## TO DO
(a) In the article about the David Koch Theater, what were the protesters outside the theater demanding?
(b) Write the next part of the article about the David Koch Theater, picking up after its last line.

## PAGE TEXT

########################################

Liberal Filmmaker Decries David Koch's $100 Million Donation to NY Theater as Attempt to 'Destroy Democracy'

May 19th, 2011 9:04 AM

Liberals endlessly harp on what they perceive as conservatives' greed. What really sticks in their craw is conservatives' generosity.

An example of this occurred on Ed Schultz's radio show Monday with guest Robert Greenwald, a filmmaker specializing in left-wing agitprop at an outfit he modestly calls Brave New Films.

Greenwald was describing a website he recently created, Koch Brothers Exposed, about energy magnates David and Charles Koch. The site includes a video of protesters outside a Lincoln Center theater named after David Koch when he pledged $100 million for badly-needed renovations three years ago. The demonstrators staged a "renaming ceremony" demanding the theater shed Koch from its name.

Here's Greenwald elaborating on this to Schultz --

GREENWALD: Well, we launched the Koch Brothers Exposed website, Facebook page and Twitter about two months ago when we first started with a video telling people the five worst things the Kochs had done. We got thousands of people responding to that. And then the other night in New York City we had a renaming ceremony. David Koch gave $100 million to call the New York State Theater in his name, David Koch Theater, and we had people out there with signs saying what it really should be called. We have people now on the Facebook and the website voting on what the real name of the theater should be, everything from I Killed The Middle Class, which was one of my favorites, to the Unclean Energy, to I'm Just Not That Into You Democracy. And if you go to the Koch Brothers Exposed website or Facebook page, you can kind of join.

########################################

## PROVIDED MATERIAL
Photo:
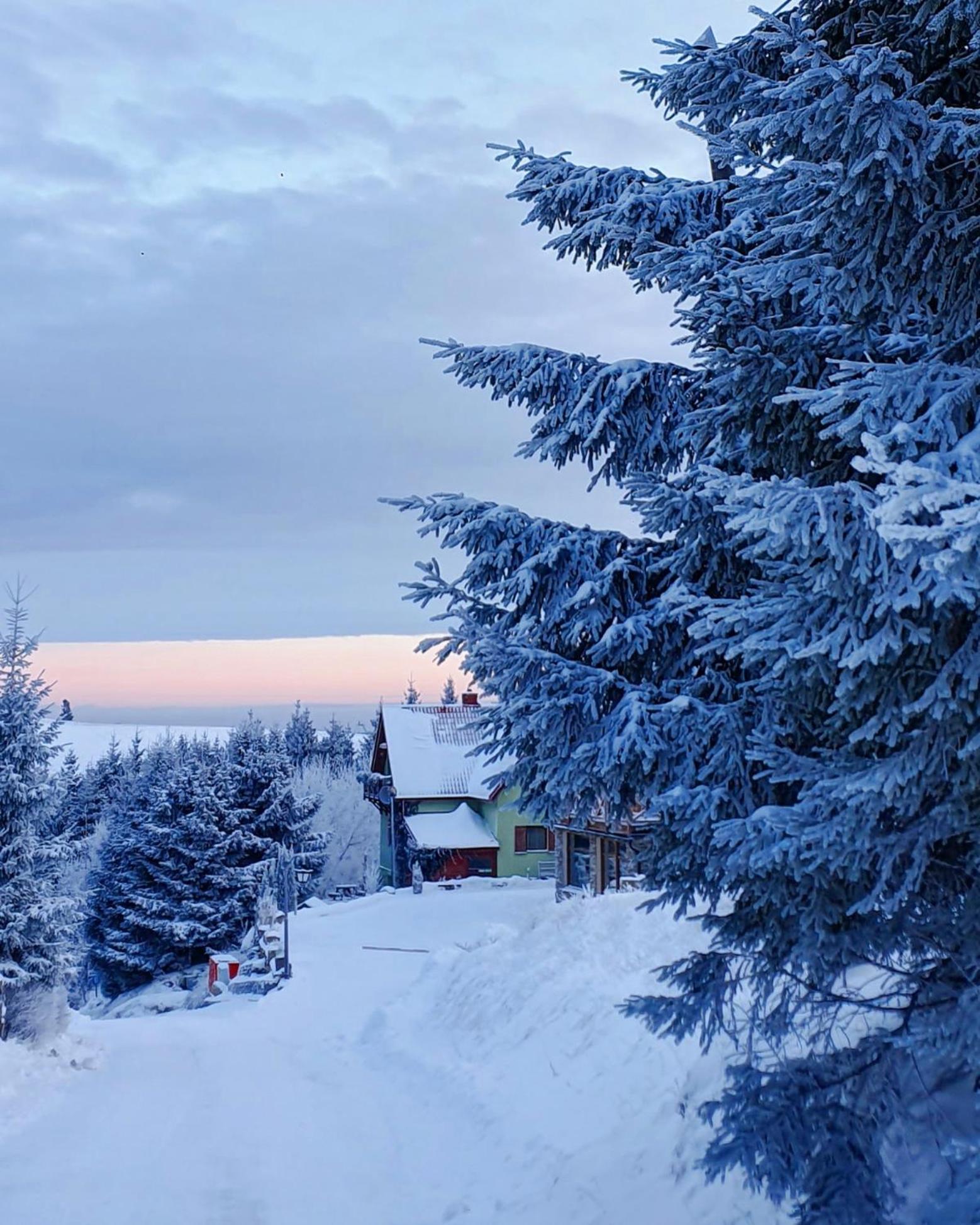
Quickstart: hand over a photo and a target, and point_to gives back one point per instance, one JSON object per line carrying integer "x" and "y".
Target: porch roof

########################################

## TASK RESULTS
(a) They demanded that the theater drop Koch from its name.

(b)
Now there's obviously satire there, Ed, but there's an important point behind it. And the important point is that these are, as you know and as a lot of your listeners know, they're giving hundreds of millions of dollars to destroy democracy, to buy their ideology, and to literally propagandize people. And it's very important that we use all the possible tools to educate people, to inform them, and to satirize what they're doing and how they're doing it.

Obviously there's satire involved here, Ed, and just as obviously it could not be more churlish. I noticed in the "renaming ceremony" video at Koch Brothers Exposed that none of the protesters demanded the theater return the donation from Koch. Then again, why would they? Far better to reap the benefits of that donation while also maligning of a man whose politics they abhor. In other words, liberalism in a nutshell.

Greenwald then quickly glossed over Koch's philanthrophic generosity over the years and suggested Koch is motivated by little more than playing political puppet-master on the right --

SCHULTZ: Pretty amazing what's going on. They must have someone who's organizing all of this in a team of people who are really watchdogs on issues and candidates in what we would call problem spots for them. How, I mean, I can't believe that the Koch brothers would be sitting down watching the cables every night and looking at all the websites, hey listen (in guise of Kochs' voices), we gotta throw two million over here! Well, we gotta throw another three, four, oh holy smokes, this guy polled well over in this state! Throw $5 million at this thing! How do they function? What do they do?

GREENWALD: Well, they're actually very smart about their giving and very deep about their giving. First, they fund ideas through the think tanks. Then they fund people to take those ideas and go on television and cable to talk about it. Then they fund activist groups to take those ideas and work them. And then finally, they fund the elected officials. But they don't focus on the elected officials 'cause they're much smarter than that. They know that elected officials, in their words, read from a script. What they want to be able to do is write the script for the elected officials (to) read from.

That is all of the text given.